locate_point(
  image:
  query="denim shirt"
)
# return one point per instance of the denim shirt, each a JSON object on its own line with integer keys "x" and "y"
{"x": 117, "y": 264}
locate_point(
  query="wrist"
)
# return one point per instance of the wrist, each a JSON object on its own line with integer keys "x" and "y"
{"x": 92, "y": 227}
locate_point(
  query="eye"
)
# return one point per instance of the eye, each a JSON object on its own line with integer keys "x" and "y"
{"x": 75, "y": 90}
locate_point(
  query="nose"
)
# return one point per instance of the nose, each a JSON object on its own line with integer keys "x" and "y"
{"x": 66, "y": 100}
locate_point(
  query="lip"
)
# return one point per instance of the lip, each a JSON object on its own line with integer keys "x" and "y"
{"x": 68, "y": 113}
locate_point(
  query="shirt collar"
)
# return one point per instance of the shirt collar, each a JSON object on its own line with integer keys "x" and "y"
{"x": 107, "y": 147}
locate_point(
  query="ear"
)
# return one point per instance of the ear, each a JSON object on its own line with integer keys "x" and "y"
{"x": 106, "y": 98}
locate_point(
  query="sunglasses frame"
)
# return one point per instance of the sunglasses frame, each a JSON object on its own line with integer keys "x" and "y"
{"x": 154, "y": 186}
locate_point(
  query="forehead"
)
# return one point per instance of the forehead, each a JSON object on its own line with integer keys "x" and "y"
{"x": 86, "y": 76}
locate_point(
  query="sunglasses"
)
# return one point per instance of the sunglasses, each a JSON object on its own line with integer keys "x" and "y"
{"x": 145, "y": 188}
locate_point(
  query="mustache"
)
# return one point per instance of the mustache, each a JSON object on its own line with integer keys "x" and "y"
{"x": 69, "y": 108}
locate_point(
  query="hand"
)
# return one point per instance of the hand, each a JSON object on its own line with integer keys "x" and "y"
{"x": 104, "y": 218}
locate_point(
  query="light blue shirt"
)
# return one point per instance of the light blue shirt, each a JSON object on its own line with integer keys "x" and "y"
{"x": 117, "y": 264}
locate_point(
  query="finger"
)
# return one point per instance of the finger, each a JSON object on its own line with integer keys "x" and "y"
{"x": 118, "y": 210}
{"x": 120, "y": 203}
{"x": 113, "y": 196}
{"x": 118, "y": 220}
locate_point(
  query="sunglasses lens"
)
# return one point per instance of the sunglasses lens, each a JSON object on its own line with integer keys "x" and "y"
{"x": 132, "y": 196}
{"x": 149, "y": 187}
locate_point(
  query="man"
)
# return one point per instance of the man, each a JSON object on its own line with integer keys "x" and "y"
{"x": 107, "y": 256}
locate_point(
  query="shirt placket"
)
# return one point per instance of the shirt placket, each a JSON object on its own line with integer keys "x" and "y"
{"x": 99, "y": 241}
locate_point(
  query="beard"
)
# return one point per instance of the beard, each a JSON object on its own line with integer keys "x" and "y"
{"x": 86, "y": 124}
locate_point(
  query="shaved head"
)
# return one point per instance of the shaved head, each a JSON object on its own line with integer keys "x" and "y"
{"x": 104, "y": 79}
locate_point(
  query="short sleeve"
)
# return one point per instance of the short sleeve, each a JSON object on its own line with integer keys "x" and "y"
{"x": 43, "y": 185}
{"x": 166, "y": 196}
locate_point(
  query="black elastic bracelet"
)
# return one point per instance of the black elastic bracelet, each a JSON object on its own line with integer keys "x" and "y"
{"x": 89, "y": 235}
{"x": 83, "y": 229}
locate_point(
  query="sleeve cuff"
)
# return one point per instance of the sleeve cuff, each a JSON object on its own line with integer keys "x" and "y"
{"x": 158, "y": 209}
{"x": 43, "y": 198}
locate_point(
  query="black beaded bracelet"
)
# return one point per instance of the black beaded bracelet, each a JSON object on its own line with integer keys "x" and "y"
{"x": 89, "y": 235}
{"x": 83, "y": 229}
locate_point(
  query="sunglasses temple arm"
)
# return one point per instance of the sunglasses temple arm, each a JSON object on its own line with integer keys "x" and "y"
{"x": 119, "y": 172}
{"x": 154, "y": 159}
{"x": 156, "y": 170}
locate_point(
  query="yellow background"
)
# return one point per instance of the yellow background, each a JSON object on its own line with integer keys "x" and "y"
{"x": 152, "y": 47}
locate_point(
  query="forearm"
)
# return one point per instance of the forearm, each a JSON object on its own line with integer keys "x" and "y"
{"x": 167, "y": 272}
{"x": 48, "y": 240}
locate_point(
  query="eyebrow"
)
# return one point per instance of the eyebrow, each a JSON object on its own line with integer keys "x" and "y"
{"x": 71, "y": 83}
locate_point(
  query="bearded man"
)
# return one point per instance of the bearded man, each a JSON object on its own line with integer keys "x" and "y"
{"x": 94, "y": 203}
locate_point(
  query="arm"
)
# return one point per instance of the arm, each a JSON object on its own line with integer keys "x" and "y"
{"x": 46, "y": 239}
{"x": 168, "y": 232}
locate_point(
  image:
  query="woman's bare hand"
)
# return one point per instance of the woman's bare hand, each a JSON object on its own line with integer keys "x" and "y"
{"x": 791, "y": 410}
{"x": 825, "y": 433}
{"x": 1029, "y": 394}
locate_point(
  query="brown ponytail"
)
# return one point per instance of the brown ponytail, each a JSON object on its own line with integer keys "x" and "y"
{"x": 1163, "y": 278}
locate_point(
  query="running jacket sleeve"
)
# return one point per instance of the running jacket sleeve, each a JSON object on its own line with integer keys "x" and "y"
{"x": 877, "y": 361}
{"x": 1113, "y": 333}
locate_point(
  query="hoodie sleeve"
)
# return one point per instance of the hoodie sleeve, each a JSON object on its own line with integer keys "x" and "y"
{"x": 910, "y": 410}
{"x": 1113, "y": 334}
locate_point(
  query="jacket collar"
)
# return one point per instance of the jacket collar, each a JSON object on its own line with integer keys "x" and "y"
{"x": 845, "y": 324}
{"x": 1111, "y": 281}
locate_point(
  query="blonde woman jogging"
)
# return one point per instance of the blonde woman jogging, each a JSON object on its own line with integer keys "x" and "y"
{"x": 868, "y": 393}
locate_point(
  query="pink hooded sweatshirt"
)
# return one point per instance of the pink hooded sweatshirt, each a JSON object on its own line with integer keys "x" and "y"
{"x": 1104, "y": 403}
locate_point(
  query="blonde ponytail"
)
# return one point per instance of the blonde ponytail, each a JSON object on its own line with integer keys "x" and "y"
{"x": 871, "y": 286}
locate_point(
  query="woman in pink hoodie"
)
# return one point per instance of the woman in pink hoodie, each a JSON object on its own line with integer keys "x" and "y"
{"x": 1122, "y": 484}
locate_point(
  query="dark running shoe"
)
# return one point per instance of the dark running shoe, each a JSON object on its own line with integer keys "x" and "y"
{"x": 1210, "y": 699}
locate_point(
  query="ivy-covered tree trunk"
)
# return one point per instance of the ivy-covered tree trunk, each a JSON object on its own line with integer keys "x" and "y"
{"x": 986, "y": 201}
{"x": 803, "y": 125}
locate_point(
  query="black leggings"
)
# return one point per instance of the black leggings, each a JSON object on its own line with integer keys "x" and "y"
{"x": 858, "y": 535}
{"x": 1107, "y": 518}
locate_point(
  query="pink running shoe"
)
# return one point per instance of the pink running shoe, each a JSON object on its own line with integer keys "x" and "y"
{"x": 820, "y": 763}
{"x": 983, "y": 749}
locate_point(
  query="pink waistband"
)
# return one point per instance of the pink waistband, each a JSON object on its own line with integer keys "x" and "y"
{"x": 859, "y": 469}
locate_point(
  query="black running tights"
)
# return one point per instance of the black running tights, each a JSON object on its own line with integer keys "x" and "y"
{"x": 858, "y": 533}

The problem: Transcribe each record exactly. Leave nothing out.

Output below:
locate_point(
  image:
  query="denim shirt"
)
# return one point per instance of the denim shirt, each a JSON object on its own line with integer keys "x" and "y"
{"x": 117, "y": 264}
locate_point(
  query="wrist"
)
# return one point per instance of the wrist, each a JSON object on its own line with integer keys "x" and "y"
{"x": 92, "y": 227}
locate_point(
  query="eye"
)
# return one point per instance of the eye, each a JSON object on its own line with integer keys "x" and "y"
{"x": 75, "y": 90}
locate_point(
  query="nose"
)
# return one point per instance of the nose, each a JSON object on its own line with integer keys "x" and "y"
{"x": 66, "y": 100}
locate_point(
  query="lip"
)
# return one point per instance of the lip, each a JSON object on its own line with integer keys "x" and "y"
{"x": 68, "y": 113}
locate_point(
  query="shirt collar"
)
# return one point per instance of the shirt collar, each a JSON object on its own line with integer keys "x" and "y"
{"x": 107, "y": 147}
locate_point(
  query="ear"
)
# return one point per instance of the ear, each a JSON object on its own line with integer keys "x" and "y"
{"x": 106, "y": 98}
locate_point(
  query="sunglasses frame"
)
# return one point per instance of the sunglasses frame, each a JSON object on its own line with integer keys "x" and "y"
{"x": 154, "y": 186}
locate_point(
  query="forehead"
)
# return one point per instance of the forehead, each a JSON object on its own line with integer keys "x" and "y"
{"x": 86, "y": 76}
locate_point(
  query="sunglasses"
)
# return one point per instance of the sunglasses, each a JSON object on its own line with integer keys "x" and "y"
{"x": 145, "y": 188}
locate_point(
  query="mustache"
)
# return one point per instance of the mustache, each a JSON object on its own line with integer keys "x" and "y"
{"x": 69, "y": 108}
locate_point(
  query="hand"
)
# return one point per instance of the hand, each a JSON object on its own line with integer keys "x" and "y"
{"x": 104, "y": 218}
locate_point(
  query="light blue shirt"
)
# return one point per instance of the light blue shirt, each a JSON object on its own line with integer keys "x" and "y"
{"x": 117, "y": 264}
locate_point(
  query="finger"
)
# return one point per instance of the finger, each a JSON object on its own line with integer keys "x" and "y"
{"x": 118, "y": 210}
{"x": 120, "y": 203}
{"x": 113, "y": 196}
{"x": 118, "y": 220}
locate_point(
  query="sunglasses lens"
)
# return one point per instance of the sunglasses lens, each a JSON object on its own line with integer keys "x" and "y"
{"x": 132, "y": 196}
{"x": 149, "y": 187}
locate_point(
  query="man"
)
# return one point per instance of the man, each a JSON object on its own line with integer keys "x" and "y"
{"x": 107, "y": 256}
locate_point(
  query="shirt placket"
)
# return one point per instance of the shirt placket, each a JSON object on its own line with integer keys "x" and "y"
{"x": 99, "y": 241}
locate_point(
  query="beard"
)
# return one point per instance of the beard, each a JSON object on its own line with integer keys "x" and "y"
{"x": 86, "y": 124}
locate_point(
  query="shaved head"
)
# return one point per instance of the shaved head, each a JSON object on its own line with integer keys "x" and "y"
{"x": 104, "y": 79}
locate_point(
  query="short sleeve"
)
# return one point per instance of the short sleeve, each a JSON object on its own line with integer keys "x" and "y"
{"x": 43, "y": 185}
{"x": 166, "y": 196}
locate_point(
  query="black elastic bracelet"
)
# return one point per instance of the black elastic bracelet, each a JSON object on its own line with integer keys "x" and "y"
{"x": 89, "y": 235}
{"x": 83, "y": 229}
locate_point(
  query="sleeve cuff"
)
# return one point per instance of the sleeve cuff, each a JSON object on its own line with integer keys "x" and "y"
{"x": 158, "y": 209}
{"x": 43, "y": 198}
locate_point(
  query="black beaded bracelet"
)
# return one point per instance of the black beaded bracelet, each a JSON object on its own line with integer keys "x" and "y"
{"x": 89, "y": 235}
{"x": 83, "y": 229}
locate_point(
  query="sunglasses temple arm"
)
# return one point per instance of the sunglasses temple arm, each a JSON object on its own line with integer keys "x" and "y"
{"x": 119, "y": 172}
{"x": 154, "y": 159}
{"x": 156, "y": 170}
locate_point(
  query="yellow background"
)
# return one point per instance of the yellow background, each a JSON object on its own line with integer keys "x" and "y"
{"x": 152, "y": 47}
locate_point(
  query="forearm"
)
# return one point per instance of the forearm, each a JSON object on its own line with integer keys "x" and "y"
{"x": 167, "y": 272}
{"x": 48, "y": 240}
locate_point(
  query="eyebrow"
)
# return one point per instance of the eyebrow, each a JSON object on its own line with integer keys "x" and "y"
{"x": 71, "y": 83}
locate_point(
  query="bearded man"
)
# return one point per instance of the bearded man, each a JSON object on its own line with integer keys "x" and "y"
{"x": 94, "y": 203}
locate_point(
  query="arm"
)
# return one point per instance of the arm, each a JSON object on its own line with integer keys "x" and "y"
{"x": 46, "y": 239}
{"x": 168, "y": 232}
locate_point(
  image:
  query="woman's bare hand"
)
# return one point per instance of the woman's bare hand, each a JSON object on its own line with integer keys "x" and "y"
{"x": 791, "y": 410}
{"x": 825, "y": 433}
{"x": 1029, "y": 394}
locate_point(
  query="brown ponytail"
)
# return one point per instance of the brown ponytail, each a JSON object on its own line with integer keys "x" and "y"
{"x": 1163, "y": 278}
locate_point(
  query="running jacket sleeve"
)
# return one point per instance of the running jacket sleeve, each a JSON object on its own line with integer keys "x" and "y"
{"x": 877, "y": 361}
{"x": 1113, "y": 333}
locate_point(
  query="hoodie sleeve"
)
# return one point per instance of the hoodie sleeve, each a JSON object on its own line with integer keys "x" and "y"
{"x": 910, "y": 410}
{"x": 1113, "y": 334}
locate_point(
  query="jacket collar"
)
# return one point per instance of the jacket collar, each a JSON object on its own line with integer keys "x" and "y"
{"x": 845, "y": 324}
{"x": 1111, "y": 281}
locate_point(
  query="blonde woman jogging"
)
# return one point per instance of the blonde woman jogging, each a JSON object on its own line with integer keys "x" and "y"
{"x": 868, "y": 393}
locate_point(
  query="pink hooded sweatshirt"
)
# return one point per instance of the pink hooded sweatshirt, each a JSON object on its own line with integer keys "x" and "y"
{"x": 1104, "y": 403}
locate_point(
  query="blonde ponytail"
)
# return one point per instance of the blonde ponytail, each a JSON object on its own line with integer keys "x" and "y"
{"x": 871, "y": 286}
locate_point(
  query="woman in pink hoodie"
)
# return one point per instance of the woman in pink hoodie, each a JSON object on its own line with integer keys "x" and "y"
{"x": 1122, "y": 484}
locate_point(
  query="dark running shoe"
)
# return one point per instance of the dark running shoe, each a JSON object on its own line with integer keys "x" and "y"
{"x": 1210, "y": 699}
locate_point(
  query="ivy-covered tree trunk"
)
# return one point per instance of the ivy-covered tree trunk, each a JSON object on its own line with integer keys "x" and "y"
{"x": 986, "y": 201}
{"x": 803, "y": 125}
locate_point(
  query="black leggings"
)
# return one point per instance of the black leggings, each a JSON object on its own line with integer keys "x" and "y"
{"x": 858, "y": 535}
{"x": 1107, "y": 518}
locate_point(
  query="pink running shoe"
)
# return one point per instance of the pink running shoe, each a JSON object on its own line with integer keys "x" and "y"
{"x": 820, "y": 763}
{"x": 983, "y": 749}
locate_point(
  query="pink waistband"
)
# return one point per instance of the pink waistband, each a JSON object on its own line with integer keys "x" and "y"
{"x": 859, "y": 469}
locate_point(
  query="black running tights"
)
# return one point per instance of the black running tights, each a JSON object on its own line with integer keys "x" and "y"
{"x": 858, "y": 533}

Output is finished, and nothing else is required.